(Referring expression pointing data)
──────

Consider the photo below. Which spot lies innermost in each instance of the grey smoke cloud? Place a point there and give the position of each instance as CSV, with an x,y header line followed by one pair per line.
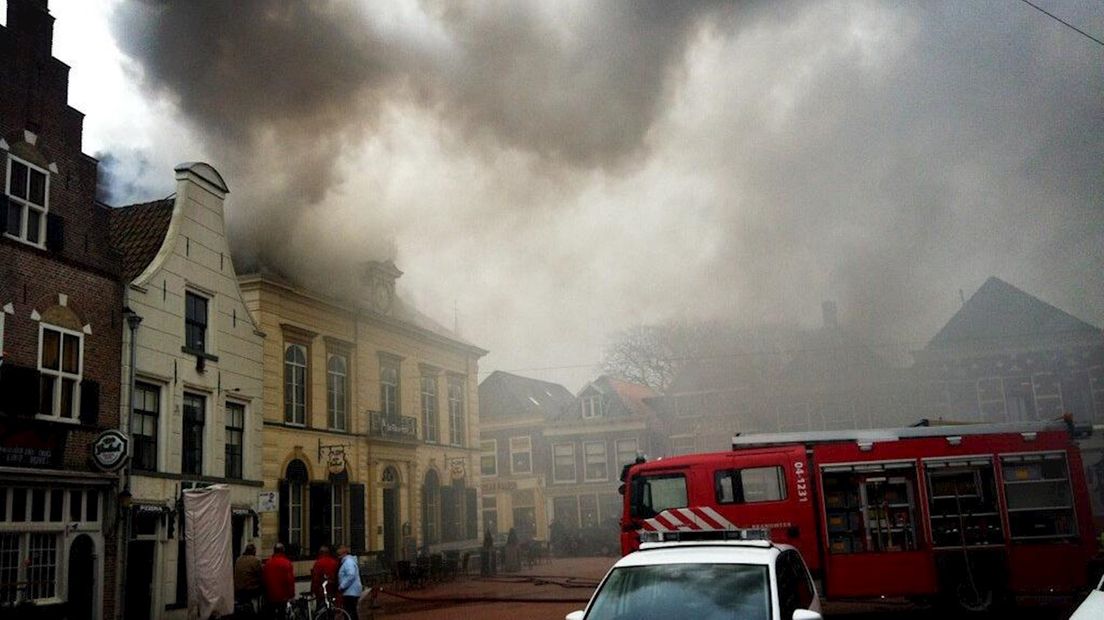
x,y
560,171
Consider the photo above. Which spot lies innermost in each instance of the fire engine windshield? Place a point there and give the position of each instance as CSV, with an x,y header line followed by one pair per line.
x,y
653,494
683,590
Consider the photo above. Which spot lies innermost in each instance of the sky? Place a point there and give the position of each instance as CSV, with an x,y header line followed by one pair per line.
x,y
550,173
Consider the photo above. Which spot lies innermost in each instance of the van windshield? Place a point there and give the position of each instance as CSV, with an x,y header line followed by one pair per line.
x,y
653,494
683,590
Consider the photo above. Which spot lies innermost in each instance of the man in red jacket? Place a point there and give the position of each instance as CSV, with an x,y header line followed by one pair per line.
x,y
279,580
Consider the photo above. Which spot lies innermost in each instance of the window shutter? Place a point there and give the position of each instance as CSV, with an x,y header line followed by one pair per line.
x,y
55,233
89,403
283,521
19,389
319,514
473,508
447,532
357,517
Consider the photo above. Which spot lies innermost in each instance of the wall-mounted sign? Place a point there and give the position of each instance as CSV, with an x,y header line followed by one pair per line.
x,y
495,485
110,450
457,469
267,501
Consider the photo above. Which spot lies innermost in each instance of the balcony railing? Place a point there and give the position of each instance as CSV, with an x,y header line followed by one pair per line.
x,y
395,428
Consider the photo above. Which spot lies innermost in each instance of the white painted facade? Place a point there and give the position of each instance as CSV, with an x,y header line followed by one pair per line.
x,y
194,257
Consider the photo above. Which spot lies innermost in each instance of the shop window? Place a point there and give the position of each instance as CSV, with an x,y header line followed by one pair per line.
x,y
750,485
1040,501
293,490
431,424
338,493
60,369
431,506
28,566
871,508
490,513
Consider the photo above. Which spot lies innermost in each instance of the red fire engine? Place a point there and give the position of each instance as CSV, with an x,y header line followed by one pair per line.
x,y
974,512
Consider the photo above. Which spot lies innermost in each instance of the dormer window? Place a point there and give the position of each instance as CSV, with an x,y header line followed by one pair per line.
x,y
592,406
195,321
28,191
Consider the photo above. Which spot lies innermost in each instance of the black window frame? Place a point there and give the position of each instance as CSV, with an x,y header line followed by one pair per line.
x,y
144,447
235,450
193,426
195,321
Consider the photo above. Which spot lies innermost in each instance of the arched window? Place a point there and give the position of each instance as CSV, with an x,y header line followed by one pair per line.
x,y
336,392
292,500
295,384
431,504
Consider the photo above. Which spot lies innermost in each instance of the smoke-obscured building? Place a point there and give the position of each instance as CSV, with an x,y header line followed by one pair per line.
x,y
371,420
513,412
552,461
60,341
1009,356
194,415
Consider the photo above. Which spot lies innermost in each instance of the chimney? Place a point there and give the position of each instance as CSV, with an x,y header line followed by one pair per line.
x,y
830,314
32,19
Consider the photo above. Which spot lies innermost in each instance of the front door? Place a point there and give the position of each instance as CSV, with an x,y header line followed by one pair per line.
x,y
139,579
82,578
391,523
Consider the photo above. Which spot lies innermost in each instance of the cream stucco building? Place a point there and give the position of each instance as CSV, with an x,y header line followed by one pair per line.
x,y
371,420
192,398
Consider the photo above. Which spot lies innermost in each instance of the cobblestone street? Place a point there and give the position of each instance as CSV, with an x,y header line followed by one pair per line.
x,y
554,588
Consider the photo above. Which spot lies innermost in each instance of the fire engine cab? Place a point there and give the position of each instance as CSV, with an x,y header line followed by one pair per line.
x,y
970,512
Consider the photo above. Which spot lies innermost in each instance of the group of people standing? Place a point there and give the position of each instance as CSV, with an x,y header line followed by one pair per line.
x,y
272,583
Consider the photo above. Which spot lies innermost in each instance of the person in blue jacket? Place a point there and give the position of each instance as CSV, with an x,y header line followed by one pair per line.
x,y
348,579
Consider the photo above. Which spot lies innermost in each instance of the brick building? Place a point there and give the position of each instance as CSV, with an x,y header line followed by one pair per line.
x,y
60,339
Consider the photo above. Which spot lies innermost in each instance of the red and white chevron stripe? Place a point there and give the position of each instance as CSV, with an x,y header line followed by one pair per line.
x,y
697,519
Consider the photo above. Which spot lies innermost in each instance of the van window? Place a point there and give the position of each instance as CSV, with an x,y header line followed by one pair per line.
x,y
653,494
750,485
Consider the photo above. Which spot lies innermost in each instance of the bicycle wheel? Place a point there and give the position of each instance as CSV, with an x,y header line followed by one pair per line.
x,y
332,613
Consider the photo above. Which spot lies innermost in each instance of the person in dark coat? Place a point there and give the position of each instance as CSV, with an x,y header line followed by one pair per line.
x,y
326,567
247,581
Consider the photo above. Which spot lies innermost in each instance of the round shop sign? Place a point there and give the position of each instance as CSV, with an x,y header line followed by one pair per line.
x,y
109,450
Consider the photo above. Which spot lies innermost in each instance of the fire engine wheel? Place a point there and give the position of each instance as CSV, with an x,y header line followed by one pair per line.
x,y
975,598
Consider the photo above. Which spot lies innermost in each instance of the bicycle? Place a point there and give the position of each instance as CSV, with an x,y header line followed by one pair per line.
x,y
299,608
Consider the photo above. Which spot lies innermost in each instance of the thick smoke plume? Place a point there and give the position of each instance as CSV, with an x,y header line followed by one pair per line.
x,y
283,92
630,162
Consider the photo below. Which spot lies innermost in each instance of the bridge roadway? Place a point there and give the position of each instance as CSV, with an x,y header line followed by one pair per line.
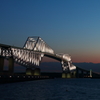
x,y
54,56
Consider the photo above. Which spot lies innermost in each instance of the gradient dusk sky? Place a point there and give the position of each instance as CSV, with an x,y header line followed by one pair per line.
x,y
67,26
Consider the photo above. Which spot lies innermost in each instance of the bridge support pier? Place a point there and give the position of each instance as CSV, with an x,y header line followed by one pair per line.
x,y
29,71
66,75
11,65
37,71
1,64
77,73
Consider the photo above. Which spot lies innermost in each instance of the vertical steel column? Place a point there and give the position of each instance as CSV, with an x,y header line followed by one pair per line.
x,y
1,64
82,74
37,71
77,72
11,65
28,71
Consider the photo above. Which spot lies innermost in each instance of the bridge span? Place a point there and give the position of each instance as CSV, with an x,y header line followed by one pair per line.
x,y
30,56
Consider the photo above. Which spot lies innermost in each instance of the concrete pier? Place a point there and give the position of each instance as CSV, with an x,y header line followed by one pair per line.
x,y
11,65
1,64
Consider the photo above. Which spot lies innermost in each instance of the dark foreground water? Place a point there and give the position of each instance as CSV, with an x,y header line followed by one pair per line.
x,y
52,89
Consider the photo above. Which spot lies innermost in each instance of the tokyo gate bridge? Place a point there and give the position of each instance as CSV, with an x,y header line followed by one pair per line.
x,y
31,54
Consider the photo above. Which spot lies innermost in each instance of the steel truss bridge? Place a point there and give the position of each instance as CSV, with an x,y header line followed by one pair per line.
x,y
31,54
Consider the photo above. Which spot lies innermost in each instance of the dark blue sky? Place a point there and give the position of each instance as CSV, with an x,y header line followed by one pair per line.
x,y
67,26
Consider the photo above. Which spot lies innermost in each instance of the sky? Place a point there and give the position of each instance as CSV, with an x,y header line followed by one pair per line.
x,y
67,26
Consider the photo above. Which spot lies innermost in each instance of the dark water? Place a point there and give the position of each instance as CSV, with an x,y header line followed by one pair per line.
x,y
52,89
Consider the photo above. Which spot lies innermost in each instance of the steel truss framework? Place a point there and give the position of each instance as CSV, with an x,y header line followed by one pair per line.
x,y
33,52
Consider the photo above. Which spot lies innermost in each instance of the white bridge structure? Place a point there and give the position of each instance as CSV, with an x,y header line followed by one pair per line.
x,y
31,54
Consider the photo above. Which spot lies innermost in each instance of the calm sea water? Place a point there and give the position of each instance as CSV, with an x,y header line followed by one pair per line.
x,y
52,89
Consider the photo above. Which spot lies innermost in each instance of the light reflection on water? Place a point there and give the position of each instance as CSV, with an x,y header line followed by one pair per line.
x,y
52,89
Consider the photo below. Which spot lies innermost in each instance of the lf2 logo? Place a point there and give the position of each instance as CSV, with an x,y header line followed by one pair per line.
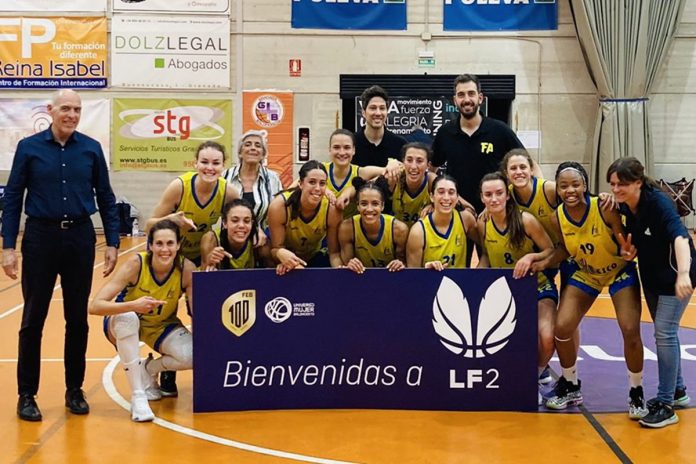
x,y
278,310
453,323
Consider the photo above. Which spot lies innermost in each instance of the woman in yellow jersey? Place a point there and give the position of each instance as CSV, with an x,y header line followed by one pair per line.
x,y
590,236
149,286
232,247
194,200
300,219
438,241
515,239
410,192
341,172
370,238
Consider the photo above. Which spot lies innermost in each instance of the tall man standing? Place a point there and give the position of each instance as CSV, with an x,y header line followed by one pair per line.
x,y
473,145
61,170
374,144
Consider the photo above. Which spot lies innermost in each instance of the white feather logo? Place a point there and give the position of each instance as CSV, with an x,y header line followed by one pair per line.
x,y
452,319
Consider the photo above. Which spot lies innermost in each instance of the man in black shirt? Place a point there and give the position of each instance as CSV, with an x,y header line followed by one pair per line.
x,y
374,144
473,145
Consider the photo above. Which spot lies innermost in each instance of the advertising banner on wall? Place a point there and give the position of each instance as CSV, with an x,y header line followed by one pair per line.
x,y
469,15
53,5
171,52
417,119
271,111
173,6
458,340
376,15
163,134
21,118
39,53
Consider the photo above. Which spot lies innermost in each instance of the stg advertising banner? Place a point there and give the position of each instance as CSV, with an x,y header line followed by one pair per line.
x,y
416,118
173,6
329,338
39,53
375,15
21,118
503,15
163,134
172,52
271,111
53,5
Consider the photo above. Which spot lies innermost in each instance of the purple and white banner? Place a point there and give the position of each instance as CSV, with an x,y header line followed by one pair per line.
x,y
328,338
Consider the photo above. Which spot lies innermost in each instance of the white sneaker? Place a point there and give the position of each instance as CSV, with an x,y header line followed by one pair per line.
x,y
152,390
140,409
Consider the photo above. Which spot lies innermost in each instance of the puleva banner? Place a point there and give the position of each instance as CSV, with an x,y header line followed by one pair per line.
x,y
329,338
22,118
39,53
163,134
502,15
271,111
53,5
372,15
173,6
171,52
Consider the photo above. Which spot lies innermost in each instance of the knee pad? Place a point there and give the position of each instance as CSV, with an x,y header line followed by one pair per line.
x,y
179,345
124,325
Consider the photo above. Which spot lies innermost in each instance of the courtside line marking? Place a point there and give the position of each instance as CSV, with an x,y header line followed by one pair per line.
x,y
107,380
19,306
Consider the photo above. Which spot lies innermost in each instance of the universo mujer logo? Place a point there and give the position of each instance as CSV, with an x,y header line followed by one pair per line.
x,y
452,319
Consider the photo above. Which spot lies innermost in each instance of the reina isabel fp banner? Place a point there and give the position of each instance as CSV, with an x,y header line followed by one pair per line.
x,y
369,15
46,52
170,52
500,15
329,338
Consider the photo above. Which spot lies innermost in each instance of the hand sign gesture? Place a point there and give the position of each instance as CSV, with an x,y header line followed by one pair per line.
x,y
628,250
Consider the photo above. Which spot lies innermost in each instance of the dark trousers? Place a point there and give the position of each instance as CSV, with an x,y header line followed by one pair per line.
x,y
47,252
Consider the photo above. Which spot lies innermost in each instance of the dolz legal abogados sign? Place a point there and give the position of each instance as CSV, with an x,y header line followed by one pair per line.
x,y
328,338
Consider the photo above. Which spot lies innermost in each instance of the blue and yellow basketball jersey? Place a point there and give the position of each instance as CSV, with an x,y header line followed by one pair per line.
x,y
162,320
450,248
407,207
591,244
539,207
351,209
501,253
380,252
203,215
303,236
243,260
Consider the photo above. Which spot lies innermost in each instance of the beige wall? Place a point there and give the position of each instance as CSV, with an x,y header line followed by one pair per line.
x,y
555,94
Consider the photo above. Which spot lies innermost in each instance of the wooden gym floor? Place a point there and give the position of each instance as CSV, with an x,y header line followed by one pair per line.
x,y
107,435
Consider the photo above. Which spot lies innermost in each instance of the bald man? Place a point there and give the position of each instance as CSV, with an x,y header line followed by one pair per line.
x,y
61,170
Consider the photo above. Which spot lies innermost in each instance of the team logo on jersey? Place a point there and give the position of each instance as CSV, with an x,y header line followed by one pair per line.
x,y
452,319
239,312
278,310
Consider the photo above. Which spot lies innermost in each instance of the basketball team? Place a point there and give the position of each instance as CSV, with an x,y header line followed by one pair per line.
x,y
380,202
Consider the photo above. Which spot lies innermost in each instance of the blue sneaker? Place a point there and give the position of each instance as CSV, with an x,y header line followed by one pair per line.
x,y
546,378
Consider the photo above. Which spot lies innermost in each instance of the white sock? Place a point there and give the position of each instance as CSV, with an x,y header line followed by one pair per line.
x,y
133,375
570,374
635,379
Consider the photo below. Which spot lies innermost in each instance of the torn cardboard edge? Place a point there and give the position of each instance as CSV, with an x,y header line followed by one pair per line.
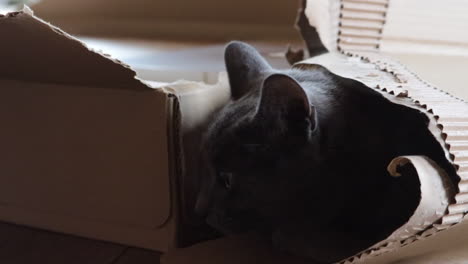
x,y
405,88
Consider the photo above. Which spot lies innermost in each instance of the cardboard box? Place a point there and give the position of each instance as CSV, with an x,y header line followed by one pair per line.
x,y
88,149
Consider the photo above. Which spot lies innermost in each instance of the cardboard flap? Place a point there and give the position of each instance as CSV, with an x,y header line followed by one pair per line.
x,y
35,51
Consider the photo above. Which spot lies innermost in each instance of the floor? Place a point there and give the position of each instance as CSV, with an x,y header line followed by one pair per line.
x,y
23,245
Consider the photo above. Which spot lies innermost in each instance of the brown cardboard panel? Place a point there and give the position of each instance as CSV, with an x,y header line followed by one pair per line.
x,y
248,249
94,154
35,51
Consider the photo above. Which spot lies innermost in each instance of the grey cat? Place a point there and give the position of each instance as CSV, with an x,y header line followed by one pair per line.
x,y
300,157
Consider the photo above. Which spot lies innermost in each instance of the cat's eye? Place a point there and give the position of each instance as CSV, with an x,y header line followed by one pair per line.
x,y
226,179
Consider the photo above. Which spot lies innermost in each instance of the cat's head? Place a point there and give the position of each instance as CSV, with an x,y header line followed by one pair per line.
x,y
252,150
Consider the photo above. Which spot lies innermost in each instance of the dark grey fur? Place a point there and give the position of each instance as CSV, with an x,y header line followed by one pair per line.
x,y
301,156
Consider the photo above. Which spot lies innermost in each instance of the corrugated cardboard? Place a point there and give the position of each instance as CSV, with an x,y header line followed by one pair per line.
x,y
87,149
354,32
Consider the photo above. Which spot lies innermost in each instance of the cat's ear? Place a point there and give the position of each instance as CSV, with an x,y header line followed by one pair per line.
x,y
283,97
244,65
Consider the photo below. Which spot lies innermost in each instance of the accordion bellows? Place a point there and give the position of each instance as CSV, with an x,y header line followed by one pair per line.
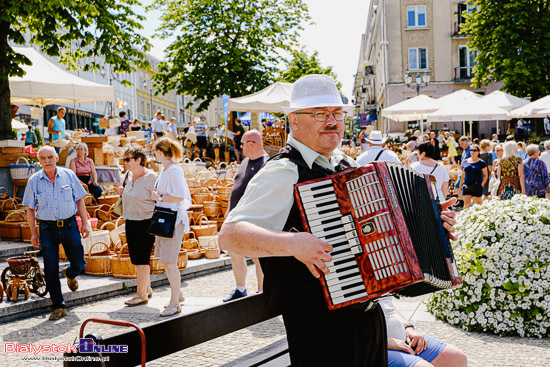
x,y
383,221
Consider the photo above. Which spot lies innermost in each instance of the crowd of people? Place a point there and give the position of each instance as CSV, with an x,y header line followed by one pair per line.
x,y
263,221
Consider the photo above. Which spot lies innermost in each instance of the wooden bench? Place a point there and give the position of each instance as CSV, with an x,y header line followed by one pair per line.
x,y
174,335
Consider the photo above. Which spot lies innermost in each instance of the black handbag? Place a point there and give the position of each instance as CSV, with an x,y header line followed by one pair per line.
x,y
469,189
163,222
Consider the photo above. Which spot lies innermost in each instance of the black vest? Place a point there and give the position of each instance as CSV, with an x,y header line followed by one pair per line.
x,y
288,284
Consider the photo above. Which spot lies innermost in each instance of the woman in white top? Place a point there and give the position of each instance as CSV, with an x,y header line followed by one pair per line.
x,y
137,209
410,348
172,192
426,164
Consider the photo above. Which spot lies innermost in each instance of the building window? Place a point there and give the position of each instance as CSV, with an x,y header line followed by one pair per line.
x,y
416,16
418,58
466,62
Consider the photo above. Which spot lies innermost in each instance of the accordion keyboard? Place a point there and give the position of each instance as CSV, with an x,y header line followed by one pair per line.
x,y
326,222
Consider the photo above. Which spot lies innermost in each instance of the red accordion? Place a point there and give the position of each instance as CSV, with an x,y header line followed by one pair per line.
x,y
383,221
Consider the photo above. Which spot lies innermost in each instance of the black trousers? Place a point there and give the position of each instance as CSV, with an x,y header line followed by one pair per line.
x,y
343,337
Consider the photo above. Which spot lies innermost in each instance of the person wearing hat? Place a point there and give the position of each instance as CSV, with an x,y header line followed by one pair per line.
x,y
266,223
376,152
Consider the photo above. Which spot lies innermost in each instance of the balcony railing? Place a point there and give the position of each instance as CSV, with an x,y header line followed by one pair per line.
x,y
463,73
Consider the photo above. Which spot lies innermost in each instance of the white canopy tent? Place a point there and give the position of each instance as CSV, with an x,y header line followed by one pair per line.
x,y
533,109
503,100
269,99
45,84
416,108
464,105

──────

> [What is needed]: Reproduce without change every line of the entries above, from the one containing "the person wearing" through the last.

> [Result for this exercise]:
Consider the photo above. Which spot lies innermost in each instance of the person wearing hat? Place a point there and give the position of each instance as CSV, with an x,y header line followed by one pair per line.
x,y
266,223
376,152
Consider the photo above. Which spot lies innermost in each instance of the balcony railing? Place a point there and give the position of each instance as CSV, with an x,y header line followed by one pair per line.
x,y
463,73
Consider the photo above. Which spot lies innermost in each instance of the white canopy tent? Place a point there and give the position of each instance as CSV, with an x,y header line followed by one pair per line.
x,y
533,109
503,100
269,99
45,84
416,108
464,105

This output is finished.